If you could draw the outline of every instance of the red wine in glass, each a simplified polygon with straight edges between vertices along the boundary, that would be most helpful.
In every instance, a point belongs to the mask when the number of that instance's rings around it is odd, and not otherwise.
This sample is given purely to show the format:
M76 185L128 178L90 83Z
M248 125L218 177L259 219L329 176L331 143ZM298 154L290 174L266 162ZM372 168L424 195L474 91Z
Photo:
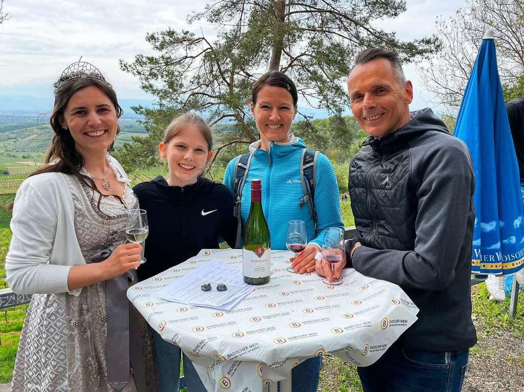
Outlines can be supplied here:
M289 244L286 246L288 250L294 252L296 256L305 249L305 244Z
M334 275L335 264L344 260L344 231L338 227L326 229L322 240L322 257L330 263L332 276ZM333 277L330 282L326 278L322 282L329 285L340 285L344 282L344 278Z
M290 220L288 223L288 234L286 238L286 246L291 252L294 252L295 257L305 249L308 243L308 235L305 231L305 223L303 220ZM297 273L292 267L288 267L286 271Z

□ □ □ □

**Given instruction:** Put each of the lines above into a JSON list of strings, one string per line, skipping blank lines and omitting the picture.

**Reply:**
[
  "If you could draw the outline of every instance of the red wine in glass, each a simplified polygon with straight edges between vertices along the boundary, that would be most helpful.",
  "In every instance, a point belongs to the mask when the number of that instance's rings around it is odd, and not otherwise.",
  "This sample is given purely to show the format:",
  "M76 185L128 178L90 83Z",
  "M248 125L218 177L259 219L329 176L331 143ZM298 154L290 174L266 162ZM372 168L424 195L474 91Z",
  "Photo:",
  "Outlines can be supplied here:",
  "M289 244L286 246L288 250L294 252L296 256L305 249L305 244Z",
  "M334 275L335 264L344 260L344 231L338 227L326 229L322 240L322 257L330 263L332 276ZM333 277L330 282L326 278L322 282L329 285L340 285L344 282L344 278Z",
  "M290 220L288 223L288 234L286 238L286 246L291 252L294 252L295 257L305 249L308 243L308 235L305 231L305 223L303 220ZM297 273L292 267L288 267L286 271Z"
]